** Aangeleverde tekst **
Verordening Bedrijveninvesteringszone Ondernemers bedrijventerrein Noord- en Oostkanaalhavens en Westkanaaldijk (TPN-West) 2025-2029

Geldend van 01-01-2025 t/m heden

Intitulé

Verordening Bedrijveninvesteringszone Ondernemers bedrijventerrein Noord- en Oostkanaalhavens en Westkanaaldijk (TPN-West) 2025-2029

De raad van de gemeente Nijmegen, bijeen in zijn openbare vergadering van 18 december 2024.

Gelezen het voorstel van:

burgemeester en wethouders van 29 oktober 2024;

Gelet op:

de Wet op de bedrijveninvesteringszones;

gezien de uitvoeringsovereenkomst gesloten met Stichting BIZ TPN-WEST:

Besluit:

vast te stellen de navolgende verordening:

Verordening Bedrijveninvesteringszone Ondernemers bedrijventerrein Noord- en Oostkanaalhavens en Westkanaaldijk (TPN-West) 2025-2029.

Artikel 1 Begripsomschrijvingen

Deze verordening verstaat onder:

  • bedrijveninvesteringszone: het bij deze verordening aangewezen gebied in de gemeente waarbinnen de BIZ-bijdrage wordt geheven. Het aangewezen gebied is vermeld op de bij deze verordening behorende en daarvan deel uitmakende gebiedskaart;

  • college: college van burgemeester en wethouders van de gemeente Nijmegen;

  • uitvoeringsovereenkomst: tussen de gemeente Nijmegen en Stichting BIZ TPN-WEST gesloten overeenkomst als bedoeld in artikel 7, derde lid, van de wet;

  • wet: Wet op de bedrijveninvesteringszones.

Artikel 2 Belastbaar feit en aard van de belasting

  • 1. Onder de naam ‘BIZ-bijdrage’ wordt jaarlijks een directe belasting geheven ter zake van binnen de bedrijveninvesteringszone gelegen onroerende zaken die op grond van artikel 220a Gemeentewet niet in hoofdzaak tot woning dienen.

** Opgeslagen records **
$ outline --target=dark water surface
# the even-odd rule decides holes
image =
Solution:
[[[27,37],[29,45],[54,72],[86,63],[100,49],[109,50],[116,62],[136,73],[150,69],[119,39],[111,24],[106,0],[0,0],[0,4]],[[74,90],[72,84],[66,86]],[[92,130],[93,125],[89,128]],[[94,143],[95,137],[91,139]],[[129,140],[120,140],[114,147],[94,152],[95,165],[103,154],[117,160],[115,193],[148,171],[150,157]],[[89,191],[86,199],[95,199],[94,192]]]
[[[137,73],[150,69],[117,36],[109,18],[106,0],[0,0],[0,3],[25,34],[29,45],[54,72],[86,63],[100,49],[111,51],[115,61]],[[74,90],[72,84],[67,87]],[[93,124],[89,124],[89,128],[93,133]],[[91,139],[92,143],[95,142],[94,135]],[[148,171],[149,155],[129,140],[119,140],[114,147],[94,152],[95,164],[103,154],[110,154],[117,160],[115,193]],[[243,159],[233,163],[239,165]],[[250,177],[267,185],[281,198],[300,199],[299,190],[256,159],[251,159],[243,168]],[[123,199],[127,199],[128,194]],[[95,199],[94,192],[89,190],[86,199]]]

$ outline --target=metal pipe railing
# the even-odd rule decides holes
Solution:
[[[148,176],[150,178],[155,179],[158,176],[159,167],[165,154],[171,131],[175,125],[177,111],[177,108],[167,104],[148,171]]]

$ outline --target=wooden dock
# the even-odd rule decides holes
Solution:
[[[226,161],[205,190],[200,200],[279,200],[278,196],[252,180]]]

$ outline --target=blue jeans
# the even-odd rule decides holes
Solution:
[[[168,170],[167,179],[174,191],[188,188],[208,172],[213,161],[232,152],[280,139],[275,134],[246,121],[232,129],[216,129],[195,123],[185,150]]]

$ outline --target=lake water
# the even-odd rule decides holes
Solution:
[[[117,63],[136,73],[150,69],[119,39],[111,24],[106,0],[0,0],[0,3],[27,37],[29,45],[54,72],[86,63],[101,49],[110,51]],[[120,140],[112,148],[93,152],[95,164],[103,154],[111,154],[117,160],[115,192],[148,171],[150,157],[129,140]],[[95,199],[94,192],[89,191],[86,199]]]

** Opdracht 1 **
In welke openbare vergadering heeft de raad van de gemeente Nijmegen volgens de verordening over de bedrijveninvesteringszone TPN-West besloten?
** Opdracht 2 **
Herhaal het gedeelte van de verordening over de bedrijveninvesteringszone TPN-West dat begint bij "Deze verordening verstaat" en eindigt bij "tot woning dienen.".

** Oplossing 1 **
In de openbare vergadering van 18 december 2024.

** Oplossing 2 **
Deze verordening verstaat onder:

  • bedrijveninvesteringszone: het bij deze verordening aangewezen gebied in de gemeente waarbinnen de BIZ-bijdrage wordt geheven. Het aangewezen gebied is vermeld op de bij deze verordening behorende en daarvan deel uitmakende gebiedskaart;

  • college: college van burgemeester en wethouders van de gemeente Nijmegen;

  • uitvoeringsovereenkomst: tussen de gemeente Nijmegen en Stichting BIZ TPN-WEST gesloten overeenkomst als bedoeld in artikel 7, derde lid, van de wet;

  • wet: Wet op de bedrijveninvesteringszones.

Artikel 2 Belastbaar feit en aard van de belasting

  • 1. Onder de naam ‘BIZ-bijdrage’ wordt jaarlijks een directe belasting geheven ter zake van binnen de bedrijveninvesteringszone gelegen onroerende zaken die op grond van artikel 220a Gemeentewet niet in hoofdzaak tot woning dienen.